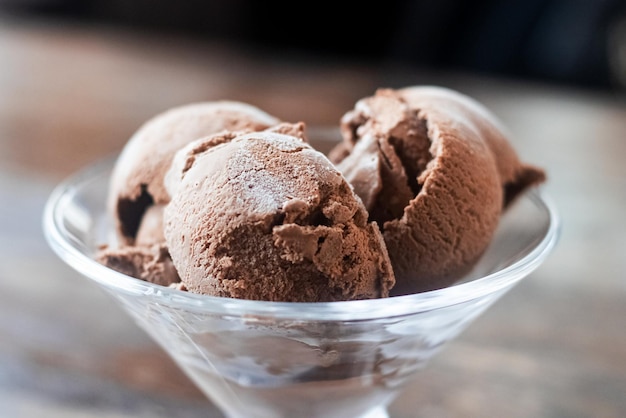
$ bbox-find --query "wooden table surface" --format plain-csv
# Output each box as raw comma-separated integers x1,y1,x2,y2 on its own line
0,14,626,418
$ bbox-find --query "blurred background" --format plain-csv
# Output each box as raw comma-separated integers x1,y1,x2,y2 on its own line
0,0,626,90
0,0,626,418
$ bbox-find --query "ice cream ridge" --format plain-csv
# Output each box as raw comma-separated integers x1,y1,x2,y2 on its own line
97,86,545,302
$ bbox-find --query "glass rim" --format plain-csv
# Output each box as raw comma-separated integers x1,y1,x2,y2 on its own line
43,158,560,322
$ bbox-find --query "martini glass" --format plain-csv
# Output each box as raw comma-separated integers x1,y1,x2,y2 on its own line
43,152,559,418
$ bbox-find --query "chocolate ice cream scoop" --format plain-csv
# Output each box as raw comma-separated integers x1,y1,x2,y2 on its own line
108,101,279,244
330,86,545,295
164,125,394,302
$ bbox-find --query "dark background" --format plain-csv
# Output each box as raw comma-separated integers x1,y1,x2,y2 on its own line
0,0,626,89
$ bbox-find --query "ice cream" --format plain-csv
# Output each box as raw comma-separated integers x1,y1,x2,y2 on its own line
108,101,280,244
98,86,545,302
330,86,545,295
98,100,280,285
163,124,394,302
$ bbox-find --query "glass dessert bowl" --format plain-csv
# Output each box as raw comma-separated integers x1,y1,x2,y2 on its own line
44,150,559,418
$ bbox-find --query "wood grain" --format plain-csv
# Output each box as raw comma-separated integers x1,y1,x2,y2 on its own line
0,14,626,418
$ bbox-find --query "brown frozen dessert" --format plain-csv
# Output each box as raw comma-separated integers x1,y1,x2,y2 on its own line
163,125,394,302
330,86,545,295
98,101,280,285
108,101,280,244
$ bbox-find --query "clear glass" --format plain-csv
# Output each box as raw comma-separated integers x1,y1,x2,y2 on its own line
44,149,559,418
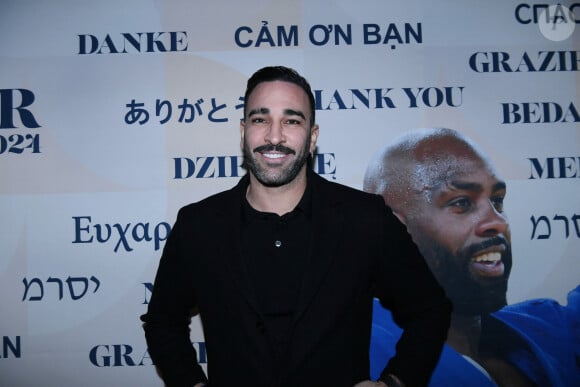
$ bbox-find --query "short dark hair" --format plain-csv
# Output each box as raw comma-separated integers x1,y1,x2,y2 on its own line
244,66,316,126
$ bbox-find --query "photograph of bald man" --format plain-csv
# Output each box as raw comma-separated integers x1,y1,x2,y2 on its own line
363,129,580,386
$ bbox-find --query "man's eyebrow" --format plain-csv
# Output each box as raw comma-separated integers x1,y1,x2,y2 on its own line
248,108,270,117
284,109,306,119
492,181,507,192
450,180,506,192
449,180,483,192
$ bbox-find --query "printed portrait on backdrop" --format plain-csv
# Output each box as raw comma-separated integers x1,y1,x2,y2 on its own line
363,129,580,386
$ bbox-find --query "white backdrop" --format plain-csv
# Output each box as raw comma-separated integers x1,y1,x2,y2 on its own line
0,0,580,386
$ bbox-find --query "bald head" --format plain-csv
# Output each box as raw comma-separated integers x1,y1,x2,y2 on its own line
363,128,492,218
363,129,512,315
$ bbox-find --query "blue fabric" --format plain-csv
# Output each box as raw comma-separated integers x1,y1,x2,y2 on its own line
370,286,580,387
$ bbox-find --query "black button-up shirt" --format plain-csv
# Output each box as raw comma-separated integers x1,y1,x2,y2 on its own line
241,180,312,360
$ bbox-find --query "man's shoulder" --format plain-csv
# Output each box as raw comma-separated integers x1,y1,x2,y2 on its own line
179,178,243,214
312,174,380,202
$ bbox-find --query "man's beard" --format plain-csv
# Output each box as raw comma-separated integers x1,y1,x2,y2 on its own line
417,235,512,315
243,135,310,187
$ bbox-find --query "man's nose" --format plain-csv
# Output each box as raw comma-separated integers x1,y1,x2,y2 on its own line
264,121,286,145
477,201,509,236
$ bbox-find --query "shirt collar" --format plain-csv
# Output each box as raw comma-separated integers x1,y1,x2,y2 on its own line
240,174,313,222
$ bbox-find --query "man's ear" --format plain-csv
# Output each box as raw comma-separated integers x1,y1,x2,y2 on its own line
393,210,407,226
240,118,246,149
310,124,319,153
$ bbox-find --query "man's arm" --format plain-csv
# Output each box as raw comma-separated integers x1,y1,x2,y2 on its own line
141,211,207,387
376,199,451,386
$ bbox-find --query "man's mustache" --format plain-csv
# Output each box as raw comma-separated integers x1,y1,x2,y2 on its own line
465,235,509,257
254,144,296,155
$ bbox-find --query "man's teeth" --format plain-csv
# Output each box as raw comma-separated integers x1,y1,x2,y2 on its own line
474,253,501,262
264,153,286,159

⁂

Set problem: Filter the entries above, copying every line that contains the string "cream". Case counts.

Written solution:
$ bbox-find --query "ice cream ridge" --format plain-csv
$ bbox-find --query "chocolate ice cream scoop" --format plain-csv
$ bbox-find --query "ice cream" --format plain-csv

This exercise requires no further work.